> _Problem to solve_:
Which four pattern lines fall under the McCall Pattern Co banner, according to the article about the company below?

The Internet did little to disrupt it. Globalisation could not shut it down. But while McCall Pattern Co, the home-sewing brand founded in 1863, may seem like a business that time forgot, it finds itself newly fashionable.
The company's headquarters have the look of a corporate environment in the days before digital culture banished clutter. There on the 34th floor of the Equitable Building, a 1915 skyscraper in Manhattan's financial district, you will find rooms filled with buttons and zippers, bolts of fabric on work tables and metal file drawers stuffed with paper pattern packets.
There is a patternmaking room, where muslin is fitted to dress forms; a dressmaking room, where women at sewing machines make sample garments; and a photo studio, where models pose for simple shoots that emphasise the clothes, rather than sex or sizzle.
For the 80 or so employees, home sewing is not so much a retro thing as it is a timeless pursuit.
"I've done this long enough to know that people have it in their hearts," said Carolyne Cafaro, the creative director."There could be one pattern company left in the world, but I do think people will always sew."
Cafaro's brief is to oversee the creation of some 700 patterns each year for the four lines that fall under the McCall Pattern Co banner. Each of the lines ” McCall's, Butterick, Kwik Sew and Vogue Patterns (its name licensed from Cond` Nast) ” has its own catalogue, which sewing enthusiasts find at fabric shops.
Meg McDonald, who two years ago became the company's first social media manager, said she was troubled recently when she came across a photo of one of McCall's distinctively illustrated envelopes in a nostalgic"Do You Remember?" post on Facebook. There it was, a representation of the company she works for, alongside rotary phones and carousel slide projectors taken from the collective cultural attic.
"So here's a perfect example of the 'Huh, you guys are still in business?' thing that happens to us all the time," McDonald wrote in an email.
But if there is a sense in the broader culture that McCall Pattern Co belongs to the Betty Draper past, the opposite view is held among 21st-century sewers. The patterns created here are blueprints, essential enablers for do-it-yourself-minded women and men who want to look stylish without plunking down thousands at a department store or the latest pop-up shop.

> _Recorded information_:

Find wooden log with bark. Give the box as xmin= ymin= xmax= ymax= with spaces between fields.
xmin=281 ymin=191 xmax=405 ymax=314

> _Result of this task_:
McCall's, Butterick, Kwik Sew and Vogue Patterns